• **Written exercise**:
Write down each entry again, exactly as it reads.

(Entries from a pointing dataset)
=====
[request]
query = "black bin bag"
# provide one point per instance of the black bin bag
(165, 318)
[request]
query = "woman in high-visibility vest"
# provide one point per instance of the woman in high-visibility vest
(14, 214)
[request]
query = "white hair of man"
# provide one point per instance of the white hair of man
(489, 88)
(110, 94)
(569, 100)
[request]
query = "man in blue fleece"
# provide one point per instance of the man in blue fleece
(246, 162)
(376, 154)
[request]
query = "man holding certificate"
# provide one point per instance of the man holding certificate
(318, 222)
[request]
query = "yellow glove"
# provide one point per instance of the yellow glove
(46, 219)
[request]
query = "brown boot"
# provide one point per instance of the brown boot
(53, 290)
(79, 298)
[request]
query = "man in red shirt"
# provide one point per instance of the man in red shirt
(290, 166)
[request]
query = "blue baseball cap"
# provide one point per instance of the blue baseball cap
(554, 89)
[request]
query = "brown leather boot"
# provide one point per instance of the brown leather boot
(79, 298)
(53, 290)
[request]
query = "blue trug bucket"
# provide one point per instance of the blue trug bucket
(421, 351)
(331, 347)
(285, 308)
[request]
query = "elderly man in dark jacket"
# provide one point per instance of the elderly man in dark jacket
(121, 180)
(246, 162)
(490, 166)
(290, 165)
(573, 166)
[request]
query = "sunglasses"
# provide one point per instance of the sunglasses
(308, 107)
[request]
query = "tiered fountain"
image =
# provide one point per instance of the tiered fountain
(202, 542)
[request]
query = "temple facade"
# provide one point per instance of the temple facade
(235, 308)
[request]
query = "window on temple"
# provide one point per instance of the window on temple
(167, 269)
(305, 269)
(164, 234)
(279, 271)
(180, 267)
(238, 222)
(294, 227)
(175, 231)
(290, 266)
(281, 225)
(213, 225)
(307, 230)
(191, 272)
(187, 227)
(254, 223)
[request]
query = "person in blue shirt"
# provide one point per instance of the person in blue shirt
=====
• **Final result**:
[request]
query = "black bin bag"
# provide one point per instance of the black bin bag
(165, 318)
[request]
query = "woman in high-visibility vest"
# provide one point per instance of the woman in high-visibility vest
(14, 214)
[request]
query = "white hair of man"
# provide one point per instance of the white hair of man
(489, 88)
(110, 94)
(569, 100)
[request]
query = "man in blue fleece"
# provide one point per instance of the man in blue fleece
(246, 162)
(376, 154)
[request]
query = "man holding certificate"
# provide one point per instance of the man holding certificate
(318, 222)
[request]
query = "yellow glove"
# provide one point per instance of the yellow glove
(46, 219)
[request]
query = "brown boot"
# provide one point per instance of the brown boot
(53, 290)
(79, 298)
[request]
query = "man in red shirt"
# provide one point per instance of the man in red shirt
(290, 166)
[request]
query = "blue baseball cap"
# provide one point per instance of the blue baseball cap
(554, 89)
[request]
query = "brown leather boot"
# provide one point per instance of the brown leather boot
(79, 298)
(53, 290)
[request]
query = "blue trug bucket"
# provide one point per instance of the blue trug bucket
(421, 351)
(331, 347)
(285, 308)
[request]
query = "elderly man in dark jacket"
# provide one point per instance of the elderly man in dark jacket
(121, 180)
(246, 162)
(490, 166)
(290, 165)
(573, 166)
[request]
query = "sunglasses"
# provide one point per instance of the sunglasses
(308, 107)
[request]
query = "tiered fountain"
image =
# provide one point per instance of the tiered fountain
(202, 542)
[request]
query = "temple facade"
# provide one point per instance of the temple facade
(235, 308)
[request]
query = "window on temple"
# provide one point per instance of the window on temple
(167, 269)
(305, 269)
(164, 234)
(279, 271)
(180, 267)
(238, 222)
(294, 227)
(175, 231)
(290, 266)
(281, 225)
(213, 225)
(307, 230)
(191, 272)
(187, 227)
(254, 223)
[request]
query = "person in blue shirt"
# provide one point per instance of the person in blue shirt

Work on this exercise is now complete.